■ PAGE ■
— begin —

In Atascadero’s ideal downtown, key gathering places and businesses are linked by pedestrian-friendly pathways. Such a vision is laid out in its downtown revitalization master plan adopted about a decade ago.

While many of the plan’s ideas are still conceptual, a pedestrian footbridge project over Atascadero Creek could be complete in a year. The project also features a plaza, walking trail and creek restoration.

Renderings of the approximately $1.6 million bridge and plaza project, now in the design phase, show people strolling between downtown’s Sunken Gardens and the new Colony Square. The footbridge will stretch from East Mall over the creek and into the shopping plaza.

The Atascadero Redevelopment Agency will fund the work, while the trail is funded with a $420,000 state grant that also goes toward other trails in town. If the state dissolves redevelopment agencies, the project would be in jeopardy and may not go forward. If the agency remains, construction could begin as soon as summer 2012 to be ready for Atascadero’s Colony Days celebration that October.

— end —

■ Dataset rows ■
— begin —

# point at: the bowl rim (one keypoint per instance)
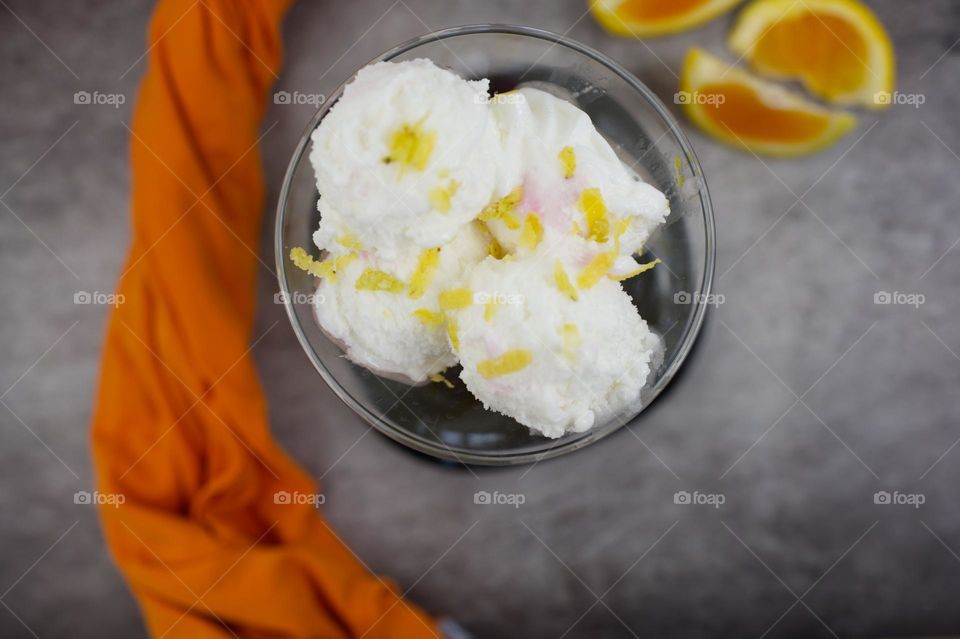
(443, 451)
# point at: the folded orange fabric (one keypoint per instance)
(180, 426)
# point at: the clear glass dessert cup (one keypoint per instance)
(450, 423)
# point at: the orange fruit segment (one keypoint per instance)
(744, 111)
(647, 18)
(837, 48)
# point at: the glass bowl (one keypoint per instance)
(450, 423)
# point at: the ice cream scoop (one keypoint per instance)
(554, 356)
(407, 155)
(558, 173)
(386, 312)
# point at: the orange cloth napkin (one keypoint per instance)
(180, 427)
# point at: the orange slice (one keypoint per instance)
(645, 18)
(837, 48)
(735, 107)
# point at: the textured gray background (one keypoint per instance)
(878, 213)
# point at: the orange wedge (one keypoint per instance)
(837, 48)
(742, 110)
(647, 18)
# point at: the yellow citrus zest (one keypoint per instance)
(423, 274)
(496, 250)
(411, 147)
(563, 282)
(348, 240)
(441, 196)
(489, 310)
(594, 211)
(456, 298)
(532, 232)
(376, 280)
(305, 262)
(430, 319)
(504, 208)
(511, 361)
(596, 269)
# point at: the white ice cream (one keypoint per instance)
(553, 154)
(549, 362)
(408, 154)
(397, 330)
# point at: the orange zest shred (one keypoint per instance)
(423, 274)
(596, 269)
(376, 280)
(532, 232)
(594, 211)
(511, 361)
(456, 298)
(563, 281)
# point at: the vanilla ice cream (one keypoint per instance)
(555, 364)
(493, 233)
(557, 168)
(408, 154)
(385, 312)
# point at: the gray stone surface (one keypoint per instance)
(881, 412)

— end —

■ TASK SET ■
a - Quote the Atascadero footbridge article starting with "Renderings of the" and going on through "the shopping plaza.".
b - Answer these questions using the Atascadero footbridge article.
(i) What is the approximate cost of the bridge and plaza project?
(ii) How large is the state grant that funds the trail?
(iii) How soon could construction begin if the agency remains?
c - Carry on the Atascadero footbridge article from its final sentence.
The dataset rows have no role in any of this work.

■ EXPECTED RESULTS ■
a -
Renderings of the approximately $1.6 million bridge and plaza project, now in the design phase, show people strolling between downtown’s Sunken Gardens and the new Colony Square. The footbridge will stretch from East Mall over the creek and into the shopping plaza.

b -
(i) About $1.6 million.
(ii) $420,000.
(iii) As soon as summer 2012.

c -
The little plaza is planned for the bridge entrance off Sunken Gardens. It could feature a decorative statue — possibly of Atascadero founder E.G. Lewis — as well as flowers and benches. Options will ultimately go before the City Council for public comment this November, including what the plaza should be named.

The new trail would stretch from Lewis Avenue to El Camino Real along the top slopes of the creek to showcase a restored natural corridor. Replanting native species and creating habitat areas are involved. Some of that work has already begun.

City officials are excited the bridge plans are coming together in time for Atascadero’s centennial in 2013. The City Council approved the downtown revitalization plan in 2000 after planners held workshops with the public to gather ideas.

The improvements are based off public and private investments that staff say would help develop concepts into actual projects.

“It’s an economic revitalization to bring more people, business and investments into the downtown,” Community Development Director Warren Frace said.

The plan’s showpiece projects already developed include Colony Square and the new Rite Aid development off Morro Road.

Street safety and other projects have also led the effort, which the city has phased in since 2003. Landscaped medians, nicer sidewalks, decorative streetlights, benches and other improvements are now seen in and around the commercial core. That effort is wrapping up with new light posts and decorative sidewalks on the Atascadero Creek Bridge over El Camino Real.